Problem: Write out the lines below again, switching every "shadow" to "silhouette" and changing nothing else. Leave the pictures out.

──────── Provided information ────────

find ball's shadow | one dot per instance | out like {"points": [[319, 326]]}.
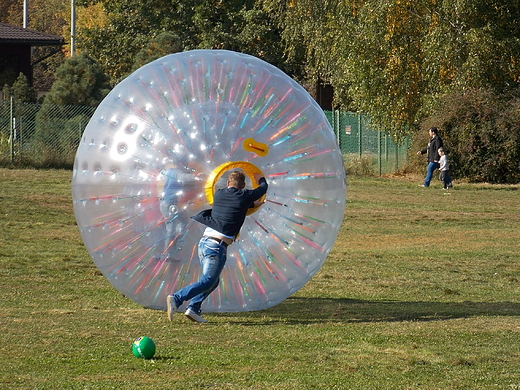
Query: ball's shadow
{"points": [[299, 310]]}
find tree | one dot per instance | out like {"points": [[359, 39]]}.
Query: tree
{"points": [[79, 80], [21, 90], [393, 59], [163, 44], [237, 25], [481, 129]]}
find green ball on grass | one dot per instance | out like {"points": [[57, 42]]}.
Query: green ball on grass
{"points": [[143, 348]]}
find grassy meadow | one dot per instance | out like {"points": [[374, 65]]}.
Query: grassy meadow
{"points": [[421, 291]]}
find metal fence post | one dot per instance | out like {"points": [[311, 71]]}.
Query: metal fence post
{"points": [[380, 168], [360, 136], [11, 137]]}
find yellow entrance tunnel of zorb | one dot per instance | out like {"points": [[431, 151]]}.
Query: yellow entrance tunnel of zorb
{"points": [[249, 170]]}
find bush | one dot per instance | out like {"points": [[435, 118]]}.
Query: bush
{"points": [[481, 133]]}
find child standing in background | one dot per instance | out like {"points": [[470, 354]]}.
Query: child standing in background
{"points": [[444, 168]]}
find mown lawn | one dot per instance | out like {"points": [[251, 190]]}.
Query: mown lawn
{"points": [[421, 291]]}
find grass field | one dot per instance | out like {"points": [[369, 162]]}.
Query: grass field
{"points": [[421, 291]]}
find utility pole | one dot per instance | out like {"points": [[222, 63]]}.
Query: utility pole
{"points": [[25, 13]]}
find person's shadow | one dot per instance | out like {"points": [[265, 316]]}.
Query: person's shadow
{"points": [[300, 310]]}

────────

Written solution:
find ball's silhouette | one dot per instance | out like {"points": [[319, 326]]}.
Query: ball's silhouette
{"points": [[299, 310]]}
find tree | one dot per instance | out like {"points": [[359, 39]]}.
Query: tree
{"points": [[79, 80], [21, 90], [393, 59], [163, 44], [237, 25], [481, 129]]}
find green ball on grass | one dot per instance | out like {"points": [[57, 42]]}.
Query: green ball on grass
{"points": [[143, 348]]}
find grassy meadow | one dot per instance | out like {"points": [[374, 65]]}.
Query: grassy meadow
{"points": [[421, 291]]}
find metal fence post | one dot per instance | out like {"points": [[311, 71]]}.
Query: metal fence post
{"points": [[380, 168], [360, 136], [11, 137]]}
find yellow entrance tunnel of zorb | one dot per instance | out like {"points": [[431, 151]]}.
Query: yellow entrance tunnel of zorb
{"points": [[249, 170]]}
find bush | one dot per instance | out like {"points": [[435, 118]]}.
Query: bush
{"points": [[481, 133]]}
find child standing in background | one dot per instance | out like {"points": [[470, 354]]}.
Query: child standing in background
{"points": [[444, 168]]}
find mown lawn | one dot per instance | out like {"points": [[251, 190]]}.
Query: mown lawn
{"points": [[421, 291]]}
find grass field | one dot per instance | out like {"points": [[369, 162]]}.
Query: grass field
{"points": [[421, 291]]}
find utility pole | one dot per instance | out like {"points": [[222, 63]]}.
Query: utility pole
{"points": [[25, 13]]}
find person's silhouette | one dot per instance | out like {"points": [[265, 316]]}.
Query: person's silhouette
{"points": [[300, 310]]}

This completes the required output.